(Your task):
In the listing below, locate the line containing "TARGET = gray hair" and the line containing "TARGET = plaid shopping bag". Output both of them and every line between, exactly as written, and nothing more.

<<<<

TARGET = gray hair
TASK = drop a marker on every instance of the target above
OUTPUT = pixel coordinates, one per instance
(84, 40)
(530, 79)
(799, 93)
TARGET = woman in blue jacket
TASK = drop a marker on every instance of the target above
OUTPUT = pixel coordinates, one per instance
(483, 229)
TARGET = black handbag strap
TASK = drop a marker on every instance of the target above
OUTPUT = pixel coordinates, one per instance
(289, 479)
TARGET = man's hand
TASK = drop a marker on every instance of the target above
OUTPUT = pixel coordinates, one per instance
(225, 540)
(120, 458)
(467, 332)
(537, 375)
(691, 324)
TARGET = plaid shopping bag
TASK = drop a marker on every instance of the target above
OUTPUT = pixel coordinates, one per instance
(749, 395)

>>>>
<<<<

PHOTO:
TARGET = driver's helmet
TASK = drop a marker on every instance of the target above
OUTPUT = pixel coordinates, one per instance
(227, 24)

>>>>

(Task result):
TARGET = gray hair
TASK = drop a marker on every instance of the target above
OUTPUT = pixel coordinates, one per instance
(84, 40)
(530, 79)
(799, 93)
TARGET = woman in blue jacket
TASK = drop a marker on every instance of the target above
OUTPUT = pixel coordinates, one per instance
(483, 229)
TARGET = black handbag strap
TASK = drop a marker on every instance of the target above
OUTPUT = pixel coordinates, one per instance
(289, 479)
TARGET = man's hand
TASK = drop a marker on every instance of the target above
OUTPUT = pixel coordinates, one per instance
(225, 540)
(120, 458)
(467, 332)
(537, 375)
(691, 324)
TARGET = plaid shopping bag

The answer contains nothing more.